Excerpts from a detection dataset
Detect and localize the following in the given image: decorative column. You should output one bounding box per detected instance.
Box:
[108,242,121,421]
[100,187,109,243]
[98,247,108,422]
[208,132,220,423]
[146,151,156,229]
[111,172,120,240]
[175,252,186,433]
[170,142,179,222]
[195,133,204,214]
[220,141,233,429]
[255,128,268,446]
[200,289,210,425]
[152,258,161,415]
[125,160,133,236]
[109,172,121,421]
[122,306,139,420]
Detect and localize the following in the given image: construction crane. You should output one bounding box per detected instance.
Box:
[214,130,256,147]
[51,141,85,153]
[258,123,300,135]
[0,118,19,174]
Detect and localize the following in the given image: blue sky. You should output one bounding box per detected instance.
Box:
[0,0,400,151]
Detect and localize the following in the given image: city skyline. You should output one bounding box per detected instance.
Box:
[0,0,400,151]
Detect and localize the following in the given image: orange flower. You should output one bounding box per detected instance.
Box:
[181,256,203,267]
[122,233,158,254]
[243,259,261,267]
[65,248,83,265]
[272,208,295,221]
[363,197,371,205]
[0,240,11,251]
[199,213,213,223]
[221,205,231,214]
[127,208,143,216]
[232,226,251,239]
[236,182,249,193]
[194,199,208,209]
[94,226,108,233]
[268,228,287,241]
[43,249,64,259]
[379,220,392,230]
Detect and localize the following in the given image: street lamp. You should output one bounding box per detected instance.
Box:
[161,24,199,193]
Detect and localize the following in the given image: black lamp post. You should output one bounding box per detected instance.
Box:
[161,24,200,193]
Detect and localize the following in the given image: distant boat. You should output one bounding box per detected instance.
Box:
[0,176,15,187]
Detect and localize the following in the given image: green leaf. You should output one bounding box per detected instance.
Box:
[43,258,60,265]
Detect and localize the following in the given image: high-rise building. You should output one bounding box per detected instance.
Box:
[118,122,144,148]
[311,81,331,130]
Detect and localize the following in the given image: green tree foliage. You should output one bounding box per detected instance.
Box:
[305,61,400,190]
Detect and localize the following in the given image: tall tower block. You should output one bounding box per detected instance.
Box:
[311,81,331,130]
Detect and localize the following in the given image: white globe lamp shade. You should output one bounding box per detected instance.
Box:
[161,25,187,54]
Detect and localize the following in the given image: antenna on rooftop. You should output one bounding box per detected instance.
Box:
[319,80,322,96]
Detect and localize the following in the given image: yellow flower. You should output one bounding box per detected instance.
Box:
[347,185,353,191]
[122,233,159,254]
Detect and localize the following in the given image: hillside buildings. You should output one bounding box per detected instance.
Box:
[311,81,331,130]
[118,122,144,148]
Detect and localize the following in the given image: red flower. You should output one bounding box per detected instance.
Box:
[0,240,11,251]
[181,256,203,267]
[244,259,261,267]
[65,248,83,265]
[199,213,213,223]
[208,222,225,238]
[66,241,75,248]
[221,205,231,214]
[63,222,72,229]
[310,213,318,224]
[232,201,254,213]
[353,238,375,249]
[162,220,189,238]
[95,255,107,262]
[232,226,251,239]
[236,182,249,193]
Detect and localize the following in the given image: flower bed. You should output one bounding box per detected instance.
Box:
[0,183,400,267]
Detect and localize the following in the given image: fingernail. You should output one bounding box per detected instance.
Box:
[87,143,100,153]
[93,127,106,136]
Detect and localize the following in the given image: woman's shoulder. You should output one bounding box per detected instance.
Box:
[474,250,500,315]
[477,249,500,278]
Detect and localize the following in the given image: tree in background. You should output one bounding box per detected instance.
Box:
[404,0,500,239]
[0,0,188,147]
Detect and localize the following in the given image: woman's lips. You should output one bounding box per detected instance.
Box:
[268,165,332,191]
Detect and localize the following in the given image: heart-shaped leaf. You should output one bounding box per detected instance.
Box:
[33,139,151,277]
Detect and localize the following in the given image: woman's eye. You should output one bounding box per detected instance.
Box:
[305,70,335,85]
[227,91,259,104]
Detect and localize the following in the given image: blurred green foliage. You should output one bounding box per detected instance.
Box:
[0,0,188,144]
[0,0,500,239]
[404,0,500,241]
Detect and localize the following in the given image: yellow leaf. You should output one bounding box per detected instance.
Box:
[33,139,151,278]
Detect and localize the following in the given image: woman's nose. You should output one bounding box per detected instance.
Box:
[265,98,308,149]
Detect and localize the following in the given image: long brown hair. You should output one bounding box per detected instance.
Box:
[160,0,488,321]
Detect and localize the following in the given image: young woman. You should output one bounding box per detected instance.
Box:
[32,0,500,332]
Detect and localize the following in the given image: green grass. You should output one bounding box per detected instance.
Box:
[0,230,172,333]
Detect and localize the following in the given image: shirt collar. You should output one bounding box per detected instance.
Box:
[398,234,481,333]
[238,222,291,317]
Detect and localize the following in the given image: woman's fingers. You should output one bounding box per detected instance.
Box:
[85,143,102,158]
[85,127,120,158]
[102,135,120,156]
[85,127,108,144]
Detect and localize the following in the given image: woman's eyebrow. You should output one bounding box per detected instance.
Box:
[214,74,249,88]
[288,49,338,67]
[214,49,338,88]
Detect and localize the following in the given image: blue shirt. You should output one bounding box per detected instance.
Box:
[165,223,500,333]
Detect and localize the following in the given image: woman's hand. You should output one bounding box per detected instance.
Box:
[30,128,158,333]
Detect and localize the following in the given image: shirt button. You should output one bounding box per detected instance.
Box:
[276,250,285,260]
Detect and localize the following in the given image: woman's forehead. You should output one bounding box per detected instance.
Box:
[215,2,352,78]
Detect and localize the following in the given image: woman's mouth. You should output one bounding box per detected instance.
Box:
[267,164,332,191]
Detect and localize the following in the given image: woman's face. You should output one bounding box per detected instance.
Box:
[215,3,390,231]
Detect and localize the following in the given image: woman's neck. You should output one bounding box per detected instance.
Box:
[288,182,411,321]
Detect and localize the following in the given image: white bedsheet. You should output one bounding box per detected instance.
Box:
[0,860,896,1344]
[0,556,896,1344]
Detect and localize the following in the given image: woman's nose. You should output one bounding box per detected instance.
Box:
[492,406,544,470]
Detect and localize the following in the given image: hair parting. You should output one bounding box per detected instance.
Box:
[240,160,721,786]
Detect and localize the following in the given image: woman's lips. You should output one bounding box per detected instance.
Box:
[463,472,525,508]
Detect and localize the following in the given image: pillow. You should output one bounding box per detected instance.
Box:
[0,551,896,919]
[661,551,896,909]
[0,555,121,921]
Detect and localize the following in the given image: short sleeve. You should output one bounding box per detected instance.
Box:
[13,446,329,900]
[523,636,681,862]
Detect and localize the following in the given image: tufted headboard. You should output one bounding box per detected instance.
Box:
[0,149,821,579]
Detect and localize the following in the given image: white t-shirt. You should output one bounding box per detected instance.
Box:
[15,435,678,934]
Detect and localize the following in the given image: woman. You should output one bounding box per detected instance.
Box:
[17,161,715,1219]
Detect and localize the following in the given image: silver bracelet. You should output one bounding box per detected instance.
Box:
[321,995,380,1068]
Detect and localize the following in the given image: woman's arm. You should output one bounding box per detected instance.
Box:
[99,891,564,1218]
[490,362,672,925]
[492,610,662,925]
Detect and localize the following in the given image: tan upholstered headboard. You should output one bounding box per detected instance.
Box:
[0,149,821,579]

-- GOAL OF THE EXERCISE --
Can you turn the listing lines into a numbered list, starting at the line containing "image: shirt collar." and ending at the line containing "[238,222,291,317]", and leave out any blank lines?

-- FINAL RESULT --
1. Detect and localize the following in the given image: shirt collar. You should output one bounding box per detected instance.
2. Box:
3. [398,234,481,333]
4. [238,222,291,317]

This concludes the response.